:: Documento
Vou te contar uma coisa…

juro que é verdade… mas vai achar que é mentira!

Gustavo Wiering
4 min readMar 18, 2021

Podemos escrever de muitas formas uma mesma história. Podemos até mesmo nos contradizermos ao avaliar um mesmo acontecimento em momentos diferentes.

Asseguro à todos que, cada uma e todas elas, ainda que paradoxais ao serem analisadas lado a lado, poderão conter a expressão de duas verdades opostas em ambas versões.

Sendo todas as versões passíveis, portanto, de serem verdadeiras, quem quer que ouça, leia ou contraponha as versões do mesmo narrador, pode também as classificar como mentiras.

Sugiro as proposições acima, por não acreditar em nada que se possa reconhecer como verdade ou mentira de modo absoluto, uma vez que os termos são atribuídos essencialmente através do julgamento de alguém.

E,por serem um ponto de vista, seja de uma ou mais pessoas, de grupos, de associações ou sociedades inteiras, segue sem ser atributo de coisa nenhuma.

Jamais!

A cada história reportada, penso eu, serão observadas tantas verdades quanto pessoas que as faz narrar / reportar / contar / construir.
::::
:: Material fornecido
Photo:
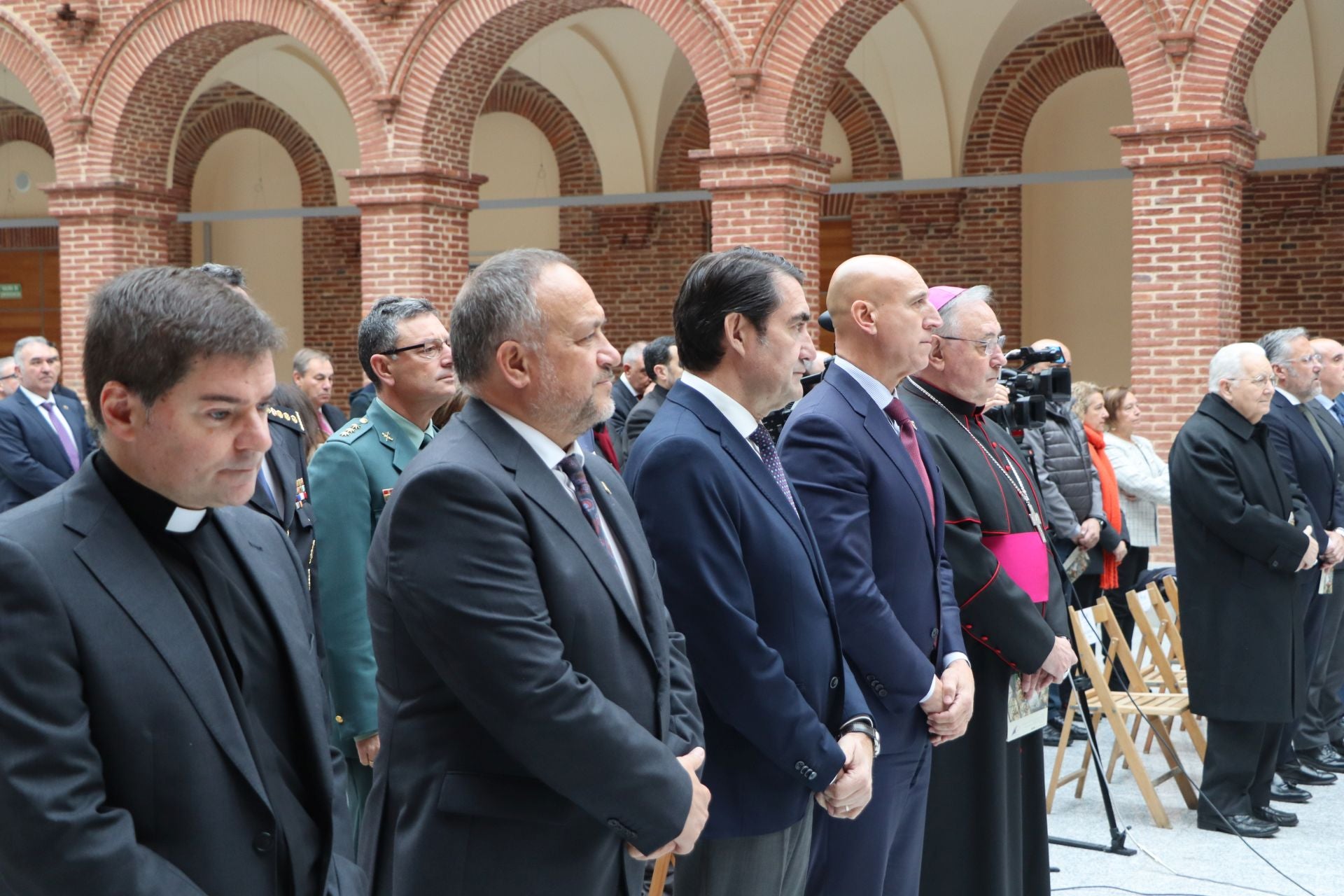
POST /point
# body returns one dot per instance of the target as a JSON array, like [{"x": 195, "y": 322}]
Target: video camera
[{"x": 1028, "y": 393}]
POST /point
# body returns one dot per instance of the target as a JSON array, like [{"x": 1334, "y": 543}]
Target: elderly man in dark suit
[
  {"x": 43, "y": 435},
  {"x": 1310, "y": 463},
  {"x": 538, "y": 720},
  {"x": 1242, "y": 533},
  {"x": 860, "y": 466},
  {"x": 785, "y": 722},
  {"x": 663, "y": 368},
  {"x": 162, "y": 716}
]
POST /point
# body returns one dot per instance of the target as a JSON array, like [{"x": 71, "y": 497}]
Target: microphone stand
[{"x": 1117, "y": 836}]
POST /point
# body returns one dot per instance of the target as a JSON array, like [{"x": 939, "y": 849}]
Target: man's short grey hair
[
  {"x": 498, "y": 304},
  {"x": 305, "y": 356},
  {"x": 227, "y": 273},
  {"x": 30, "y": 340},
  {"x": 1278, "y": 344},
  {"x": 1230, "y": 363},
  {"x": 378, "y": 331},
  {"x": 961, "y": 301},
  {"x": 635, "y": 354}
]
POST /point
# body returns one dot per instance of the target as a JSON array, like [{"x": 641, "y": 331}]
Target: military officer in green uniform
[{"x": 405, "y": 352}]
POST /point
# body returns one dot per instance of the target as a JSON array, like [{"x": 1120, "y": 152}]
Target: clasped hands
[
  {"x": 853, "y": 786},
  {"x": 951, "y": 704}
]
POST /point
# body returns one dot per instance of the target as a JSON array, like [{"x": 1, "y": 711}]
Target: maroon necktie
[{"x": 898, "y": 413}]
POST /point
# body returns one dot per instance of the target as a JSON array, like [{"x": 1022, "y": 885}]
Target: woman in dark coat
[{"x": 1240, "y": 533}]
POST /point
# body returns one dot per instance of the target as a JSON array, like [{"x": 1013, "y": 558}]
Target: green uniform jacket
[{"x": 353, "y": 477}]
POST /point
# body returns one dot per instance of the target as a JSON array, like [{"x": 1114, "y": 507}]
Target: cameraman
[{"x": 1072, "y": 493}]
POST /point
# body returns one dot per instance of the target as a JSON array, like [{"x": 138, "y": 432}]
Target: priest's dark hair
[
  {"x": 148, "y": 327},
  {"x": 739, "y": 281}
]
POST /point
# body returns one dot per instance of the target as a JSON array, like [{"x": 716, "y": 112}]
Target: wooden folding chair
[{"x": 1117, "y": 707}]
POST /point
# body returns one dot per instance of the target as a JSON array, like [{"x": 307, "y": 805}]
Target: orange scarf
[{"x": 1109, "y": 501}]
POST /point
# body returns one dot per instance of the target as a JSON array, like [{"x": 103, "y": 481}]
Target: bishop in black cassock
[{"x": 986, "y": 830}]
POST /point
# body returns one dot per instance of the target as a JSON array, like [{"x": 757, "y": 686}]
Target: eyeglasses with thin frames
[
  {"x": 986, "y": 344},
  {"x": 429, "y": 349}
]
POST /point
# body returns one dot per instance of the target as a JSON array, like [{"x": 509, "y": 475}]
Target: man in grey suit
[
  {"x": 538, "y": 722},
  {"x": 663, "y": 368},
  {"x": 162, "y": 711}
]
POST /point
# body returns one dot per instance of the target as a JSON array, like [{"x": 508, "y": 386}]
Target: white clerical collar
[{"x": 185, "y": 520}]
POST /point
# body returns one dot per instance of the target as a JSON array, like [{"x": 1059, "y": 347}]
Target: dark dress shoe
[
  {"x": 1242, "y": 825},
  {"x": 1285, "y": 793},
  {"x": 1323, "y": 758},
  {"x": 1304, "y": 776},
  {"x": 1275, "y": 816}
]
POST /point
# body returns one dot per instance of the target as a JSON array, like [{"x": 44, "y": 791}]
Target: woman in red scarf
[{"x": 1091, "y": 407}]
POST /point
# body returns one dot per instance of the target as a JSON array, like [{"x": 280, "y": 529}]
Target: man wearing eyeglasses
[
  {"x": 405, "y": 352},
  {"x": 1310, "y": 461},
  {"x": 1243, "y": 536},
  {"x": 8, "y": 378}
]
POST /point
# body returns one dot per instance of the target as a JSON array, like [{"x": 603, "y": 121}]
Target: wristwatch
[{"x": 864, "y": 729}]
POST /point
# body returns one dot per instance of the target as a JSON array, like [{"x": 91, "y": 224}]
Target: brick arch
[
  {"x": 144, "y": 80},
  {"x": 227, "y": 108},
  {"x": 331, "y": 254},
  {"x": 42, "y": 73},
  {"x": 802, "y": 52},
  {"x": 18, "y": 122},
  {"x": 689, "y": 131},
  {"x": 445, "y": 73},
  {"x": 873, "y": 147},
  {"x": 574, "y": 155},
  {"x": 1025, "y": 80}
]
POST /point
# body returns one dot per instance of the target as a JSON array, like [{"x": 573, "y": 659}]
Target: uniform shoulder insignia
[
  {"x": 355, "y": 429},
  {"x": 286, "y": 416}
]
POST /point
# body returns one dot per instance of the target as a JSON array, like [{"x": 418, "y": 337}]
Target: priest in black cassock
[{"x": 986, "y": 830}]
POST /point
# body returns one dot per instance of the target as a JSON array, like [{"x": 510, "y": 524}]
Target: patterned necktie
[
  {"x": 573, "y": 468},
  {"x": 898, "y": 413},
  {"x": 66, "y": 442},
  {"x": 761, "y": 438}
]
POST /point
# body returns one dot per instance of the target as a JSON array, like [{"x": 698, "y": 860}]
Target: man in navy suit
[
  {"x": 785, "y": 722},
  {"x": 43, "y": 437},
  {"x": 870, "y": 486},
  {"x": 1310, "y": 463}
]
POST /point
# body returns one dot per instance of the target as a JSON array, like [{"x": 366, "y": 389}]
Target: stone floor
[{"x": 1310, "y": 853}]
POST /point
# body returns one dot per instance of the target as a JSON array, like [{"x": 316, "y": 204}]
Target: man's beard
[{"x": 566, "y": 414}]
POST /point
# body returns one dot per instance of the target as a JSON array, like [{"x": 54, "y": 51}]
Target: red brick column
[
  {"x": 769, "y": 199},
  {"x": 104, "y": 232},
  {"x": 1187, "y": 262},
  {"x": 413, "y": 232}
]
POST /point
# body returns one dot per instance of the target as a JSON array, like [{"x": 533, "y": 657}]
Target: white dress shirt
[
  {"x": 552, "y": 454},
  {"x": 882, "y": 397}
]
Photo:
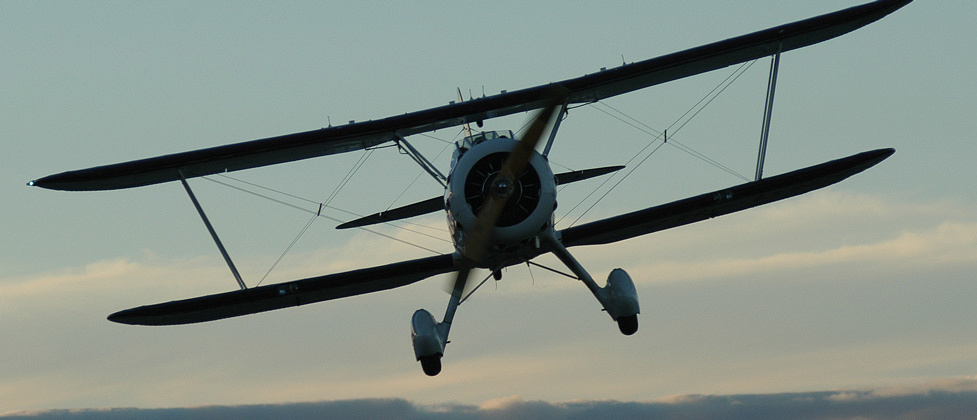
::::
Problema proposto 1:
De acordo com o texto sobre verdade e mentira, por meio de que os termos "verdade" e "mentira" são atribuídos?
Problema proposto 2:
Retome o texto sobre verdade e mentira e dê continuidade a ele a partir da última frase.

Resposta 1:
Eles são atribuídos essencialmente através do julgamento de alguém.

Resposta 2:
Cada uma com um ângulo próprio de observação, portanto distinto; uma bagagem única de vida; possíveis crenças e valores incongruentes e prováveis interpretações dos acontecimentos também desconcordantes.

Vieses e lapsos que nossas memórias impõem à nossas lembranças, somados as correspondentes interpretações dadas ao que se pretende transmitir como fato, são inegáveis.

Incerto é esperar uma repetição idêntica a cada vez que uma mesma história seja contada, ainda que pelo mesmo contador, dada a tendência de customizar, a cada momento no qual nos encontramos ao recontá-la, pois que o que vivemos é o que nos serve como referência para o desafio dos novos “agoras”, e significados atribuídos por nós mesmos a cada nova versão para o agora de momento.

Dos sofrimentos que se abrandam, às descobertas de novas lições possíveis de se tirar da velha história, emergem, de modo a complementar uma reflexão que não nos era possível ou que não ainda nos se apresentara, sendo desconhecido e não percebido quando a experiência se deu, mas que somos capazes de ver neste novo agora, ao recontar o que experienciamos.

Assim, vilãs e vilões vão se tornando menos terríveis…

Talvez sejamos capazes até de admitirmos um reencontro com nosso algoz, em completa paz e, quiçá, acabemos reconstruindo um contato ou construindo algum relacionamento onde novas possibilidades conjuntas floresçam, os aproximando do cotidiano, seja novamente ou pela primeira vez.

Circunstâncias são circunstâncias.

Oportunidades só nascem de encontros entre pessoas.

Mais do que uma frase solta, a afirmação acima me levou a adotar as brigas como sinônimos de fechamento de porta e morte de potenciais oportunidades através daquele ponto de contato e, portanto, evito conscientemente o confronto, sem, é claro, fugir aos conflitos.

Alguns traumas tem potência de serem alicerces para novas conquistas.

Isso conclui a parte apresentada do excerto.